## Extracted text
----------------

If you are neither a history buff nor a literary buff, don’t worry. You’ll still be clear about the outcome. Jiro the character designed by Miyazaki has an almost preternatural sense of causality, in a manner graphically represented by his slipping in and out between day-to-day work and dreams. His dreams themselves always seem to be of two parts, an initial thrilling, zero-gravity flight amongst the clouds, followed by bursts of flame and smoke and crumbled, blackened planes. Despite setbacks and accidents both real and imagined, and the foreboding effects of Japanese and world politics around him, Jiro is driven by his love of work and Nohoko, sometimes in equal measure, seeking beauty in design and willing to pull influence from the natural places and things around him.
Jiro’s mindset is reflected in the movie’s astounding visual style. Miyazaki has pulled together the minutia of historical detail; he delights not only in the planes from the perspective of Jiro, but also designs and fashions from the era. He plays with optical trick in his possession (as well as an eye for optical distortions and illusions), causing the whole movie to feel dizzying and cerebral. And he places in full view deeply unsettling images of Japan in despair and disrepair, calling forth images of earthquakes and war and not necessarily showing natural or man-made disaster as two separate phenomena. All of this set against a Japan in economic recession, struggling to gain a foothold even as they recognize that they’re twenty years behind the Germans.
It’s worth at this point acknowledging that there are elements of this movie that are going to affect a Japanese audience much more profoundly than an American, or international, one. The Wind Rises seems like a cheery enough title, until you think about The Land of the Rising Sun. And the various images of devastation are not only sourced out of a major national trauma in history, but an existential dread that island has always suffered over the next earthquake or similar natural disaster.

----------------

## Records provided
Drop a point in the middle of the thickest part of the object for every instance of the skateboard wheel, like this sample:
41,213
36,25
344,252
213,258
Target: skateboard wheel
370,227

----------------

## Questions on the material
1) Echo the review of The Wind Rises word for word, starting with "Jiro’s mindset is" and going on through "behind the Germans.".
2) According to the review of The Wind Rises, how many years behind the Germans does Japan recognize it is?
3) Pick up the review of The Wind Rises after its last sentence and keep writing it.
The listing has nothing to do with the review of The Wind Rises.

## Task results
1)
Jiro’s mindset is reflected in the movie’s astounding visual style. Miyazaki has pulled together the minutia of historical detail; he delights not only in the planes from the perspective of Jiro, but also designs and fashions from the era. He plays with optical trick in his possession (as well as an eye for optical distortions and illusions), causing the whole movie to feel dizzying and cerebral. And he places in full view deeply unsettling images of Japan in despair and disrepair, calling forth images of earthquakes and war and not necessarily showing natural or man-made disaster as two separate phenomena. All of this set against a Japan in economic recession, struggling to gain a foothold even as they recognize that they’re twenty years behind the Germans.

2) Twenty years.

3)
And yet. The Wind Rises still manages to be a celebration of imagination and art. Jiro’s passion is infectious; his and many side characters’ love for airplanes, design, technology, and engineering is honest and intoxicating. It’s no surprise that Caproni’s early warning to a young Jiro is hardly recalled to Jiro’s mind after. The work he does fulfills him, Miyazaki celebrates it, and the audience can’t help but be infected by that enthusiasm.
Thus, Miyazaki passes the torch, and to no one in particular. Rather, he leaves the power of imagination and design to those who will be taken by it, with the prerequisite warning: it’s not for money or for war.
Miyazaki’s oeuvre as a whole has a tendency to make a person want to go running and dancing in a field. This movie ends in such a field, and the field is empty. The audience is left with a decision to either accept the emptiness of the field, or regret it. And Miyazaki makes a good argument for accepting it. It’s a very strange, somewhat perturbing, and yet powerfully seductive.

He’s not necessarily gone – apparently his retirement from film directing just means he’s going to be putting more work into drawing manga – but he’s making the outcome as clear as he can be. It’s difficult to imagine closing out with a more definitive final note.